Texto del documento:
________
Por una parte se plantea que el objetivo es la transición energética de Barcelona, definida como la de una ciutat que produeixi energia a prop i de manera neta fins abastir el 100% dels consums municipals i residencials, amb una aposta clara per els recursos energétics renovables y, por otra se dice que estudis previs conclouen que l’eina que pot permetre, en el context energètic actual, una gestió integrada de la generació elèctrica i l’aprovisionament energètic és una comercialitzadora y que, por lo tanto, l’objectiu és poder tenir creada i en funcionament la comercialitzadora l’any 2018.

Planteados así el objetivo y el instrumento, se entiende que lluevan las críticas, pues es muy fácil pensar que lo que propone el Ayuntamiento de Barcelona, con la legislación vigente, es ilegal, ya que no hay manera de que la misma empresa comercialice aquello que ella misma genera. Aunque realmente no sea esto lo que dice el texto, pero su redacción excesivamente ambigua enmascara el contenido real. Por ejemplo, intuyo que para captar su significado sería apropiado reescribir  la frase  «una ciutat que produeixi energia a prop i de manera neta fins abastir el 100% dels consums municipals i residencials«, dejando muy claro que de lo que habla es de una ciudad en la que el uso final de energía de los edificios e instalaciones muncipales y residencial podría abastecerse con lo energía autogenerada en sus terrazas, tejados, cubiertas, jardines o patios.

Es más, también se entiende que lluevan las críticas de quienes se preguntan sobre la oportunidad de crear una comercializadora, puesto que: a) ya existen otras comercializadoras muy «políticamente correctas», como Som Energia, con las que el ayuntamiento podría firmar un contrato de suministro, sin necesidad de destinar nuevos recursos a la creación de un nuevo ente comercializador; sólo distinto por ser de propiedad municipal; e, b) intrínsecamente crear una comercializadora sólo es útil como forma de debilitar el poder del oligopolio eléctrico en el tramo de venta final al público, pero no realmente para transformar de raíz el modelo energético imperante.

Ante ello, yo también dudo de un proyecto que pone el foco en la creación de una comercializadora, como forma de avanzar hacia la transición energética. De hecho, al leerlo tiendo a pensar que se trata más de una medida destinada a paliar la pobreza energética que a cambiar de raíz el modelo energético .

¿Por qué apunto hacia esta hipótesis? Apunto hacia ella porque, leyendo entre líneas el borrador citado, tengo la sensación que se cree más en la comercializadora como una herramienta de política asistencial -o en el mejor de los casos redistributiva- que como la punta de lanza hacia la transición. De hecho, creo que es para este objetivo, el de poder suministrar electricidad a precio subvencionado o de forma gratuita, para lo que la creación de  comercializadora pública pudiera servir.

A día de hoy, en el conjunto de Estado español, con la ley actual, una comercializadora eléctrica sólo puede hacer de intermediario entre las empresas generadoras y los usuarios finales, pues  su función es comprar la electricidad que las empresas generadoras venden cada día en el mercado mayorista y venderla en el minorista. Por ello, por mucho que la ciudad generara energía propia, la nueva compañía municipal no la podría vender. Ante ello, coincido con aquellos y aquellas que han criticado esta mediada diciendo que ¿qué sentido podía tener una comercializadora, nueva, más? Pero si lo miro desde el punto de vista de combatir la pobreza energética, la medida podría tener un sentido, que intuyo alguno o alguna de las redactoras de la propuesta también le han visto.
________
Extracto de datos:
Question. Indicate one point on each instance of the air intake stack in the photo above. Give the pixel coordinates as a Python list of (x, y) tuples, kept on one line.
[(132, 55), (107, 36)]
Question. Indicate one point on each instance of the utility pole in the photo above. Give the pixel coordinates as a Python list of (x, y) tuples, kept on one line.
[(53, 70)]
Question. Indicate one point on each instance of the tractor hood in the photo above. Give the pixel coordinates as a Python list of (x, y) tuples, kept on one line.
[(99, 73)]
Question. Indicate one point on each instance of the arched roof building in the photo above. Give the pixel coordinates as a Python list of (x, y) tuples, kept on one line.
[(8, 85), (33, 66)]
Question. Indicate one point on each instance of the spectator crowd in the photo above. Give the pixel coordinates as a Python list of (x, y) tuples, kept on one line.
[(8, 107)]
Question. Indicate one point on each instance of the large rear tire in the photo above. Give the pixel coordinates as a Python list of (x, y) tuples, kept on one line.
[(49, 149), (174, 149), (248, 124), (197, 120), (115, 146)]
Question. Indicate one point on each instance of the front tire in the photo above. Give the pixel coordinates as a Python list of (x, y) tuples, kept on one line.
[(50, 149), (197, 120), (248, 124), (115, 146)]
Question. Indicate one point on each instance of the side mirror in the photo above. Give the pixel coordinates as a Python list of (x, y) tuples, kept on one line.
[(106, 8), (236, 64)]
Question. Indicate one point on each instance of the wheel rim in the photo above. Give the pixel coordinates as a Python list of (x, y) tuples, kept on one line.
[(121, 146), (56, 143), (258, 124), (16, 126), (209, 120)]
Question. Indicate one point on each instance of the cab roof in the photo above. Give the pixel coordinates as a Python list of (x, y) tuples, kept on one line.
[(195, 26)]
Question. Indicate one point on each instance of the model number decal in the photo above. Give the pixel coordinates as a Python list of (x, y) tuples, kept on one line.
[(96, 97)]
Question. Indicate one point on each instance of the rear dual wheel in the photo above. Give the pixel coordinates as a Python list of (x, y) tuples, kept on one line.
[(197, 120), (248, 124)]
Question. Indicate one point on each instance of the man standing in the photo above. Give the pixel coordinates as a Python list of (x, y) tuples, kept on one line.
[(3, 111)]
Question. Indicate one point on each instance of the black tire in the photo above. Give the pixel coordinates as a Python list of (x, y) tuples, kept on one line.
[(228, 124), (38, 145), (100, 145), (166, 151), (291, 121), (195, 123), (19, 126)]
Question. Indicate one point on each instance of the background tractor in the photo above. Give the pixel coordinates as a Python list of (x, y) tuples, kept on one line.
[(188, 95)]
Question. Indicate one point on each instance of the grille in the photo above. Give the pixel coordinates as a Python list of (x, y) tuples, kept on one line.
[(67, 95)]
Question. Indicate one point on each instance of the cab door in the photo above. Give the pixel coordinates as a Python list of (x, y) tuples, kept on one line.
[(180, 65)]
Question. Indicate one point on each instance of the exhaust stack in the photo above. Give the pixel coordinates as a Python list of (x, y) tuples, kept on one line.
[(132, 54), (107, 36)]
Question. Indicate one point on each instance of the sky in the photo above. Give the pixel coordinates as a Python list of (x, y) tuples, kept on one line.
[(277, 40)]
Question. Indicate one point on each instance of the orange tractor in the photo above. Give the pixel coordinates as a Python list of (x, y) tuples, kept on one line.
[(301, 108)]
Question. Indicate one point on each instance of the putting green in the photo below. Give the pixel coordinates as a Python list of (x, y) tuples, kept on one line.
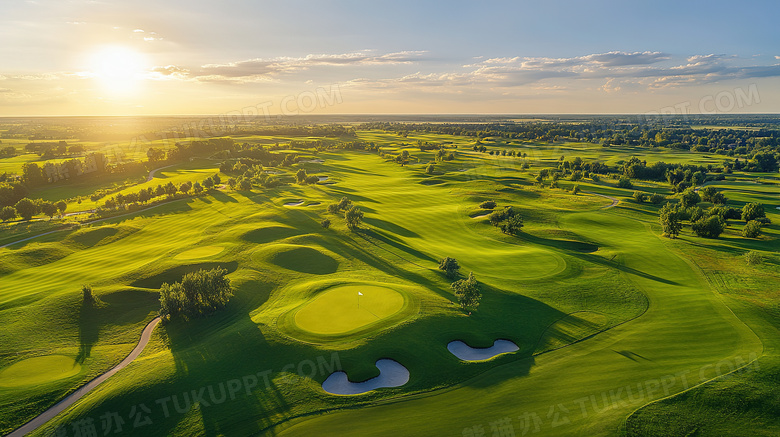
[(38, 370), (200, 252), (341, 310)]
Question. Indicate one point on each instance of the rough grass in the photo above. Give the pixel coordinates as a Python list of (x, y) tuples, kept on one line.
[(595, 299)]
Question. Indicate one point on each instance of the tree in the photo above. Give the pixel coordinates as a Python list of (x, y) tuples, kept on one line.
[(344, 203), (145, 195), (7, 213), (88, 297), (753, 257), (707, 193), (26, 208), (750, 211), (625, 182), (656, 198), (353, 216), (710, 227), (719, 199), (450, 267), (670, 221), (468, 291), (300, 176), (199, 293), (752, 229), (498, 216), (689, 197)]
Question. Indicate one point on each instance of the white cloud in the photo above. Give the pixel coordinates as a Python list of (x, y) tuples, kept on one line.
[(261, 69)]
________
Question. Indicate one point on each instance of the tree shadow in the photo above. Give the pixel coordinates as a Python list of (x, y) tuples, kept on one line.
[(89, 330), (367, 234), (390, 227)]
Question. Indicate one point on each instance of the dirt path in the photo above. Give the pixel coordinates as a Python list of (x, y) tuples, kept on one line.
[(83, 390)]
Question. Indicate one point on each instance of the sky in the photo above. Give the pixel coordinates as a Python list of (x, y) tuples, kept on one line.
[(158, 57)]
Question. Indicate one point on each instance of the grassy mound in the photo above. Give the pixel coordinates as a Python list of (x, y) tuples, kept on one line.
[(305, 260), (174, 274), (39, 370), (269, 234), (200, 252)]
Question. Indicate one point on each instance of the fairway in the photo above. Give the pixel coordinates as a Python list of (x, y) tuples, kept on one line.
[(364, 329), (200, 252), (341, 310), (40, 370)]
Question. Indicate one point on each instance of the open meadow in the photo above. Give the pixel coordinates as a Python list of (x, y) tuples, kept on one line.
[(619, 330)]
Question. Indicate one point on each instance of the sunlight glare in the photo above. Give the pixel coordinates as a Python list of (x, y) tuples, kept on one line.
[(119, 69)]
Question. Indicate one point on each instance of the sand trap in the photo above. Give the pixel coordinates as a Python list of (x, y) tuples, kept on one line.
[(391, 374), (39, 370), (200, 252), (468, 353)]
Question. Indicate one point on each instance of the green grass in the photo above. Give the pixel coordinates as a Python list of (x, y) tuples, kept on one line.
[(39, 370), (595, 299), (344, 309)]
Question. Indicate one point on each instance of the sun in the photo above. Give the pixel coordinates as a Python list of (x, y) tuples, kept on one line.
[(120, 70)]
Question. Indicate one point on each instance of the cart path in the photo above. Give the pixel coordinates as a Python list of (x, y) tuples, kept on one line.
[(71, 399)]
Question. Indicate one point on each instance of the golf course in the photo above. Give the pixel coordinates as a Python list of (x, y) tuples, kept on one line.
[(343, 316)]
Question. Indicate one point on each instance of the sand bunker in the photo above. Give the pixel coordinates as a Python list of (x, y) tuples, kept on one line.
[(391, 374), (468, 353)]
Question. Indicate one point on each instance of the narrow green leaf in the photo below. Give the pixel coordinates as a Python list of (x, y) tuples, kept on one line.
________
Qué hacer: Transcribe sin cambios el fragmento del texto sobre la comercializadora eléctrica municipal de Barcelona que va desde "Es más, también se" hasta "modelo energético imperante.".

Resultado:
Es más, también se entiende que lluevan las críticas de quienes se preguntan sobre la oportunidad de crear una comercializadora, puesto que: a) ya existen otras comercializadoras muy «políticamente correctas», como Som Energia, con las que el ayuntamiento podría firmar un contrato de suministro, sin necesidad de destinar nuevos recursos a la creación de un nuevo ente comercializador; sólo distinto por ser de propiedad municipal; e, b) intrínsecamente crear una comercializadora sólo es útil como forma de debilitar el poder del oligopolio eléctrico en el tramo de venta final al público, pero no realmente para transformar de raíz el modelo energético imperante.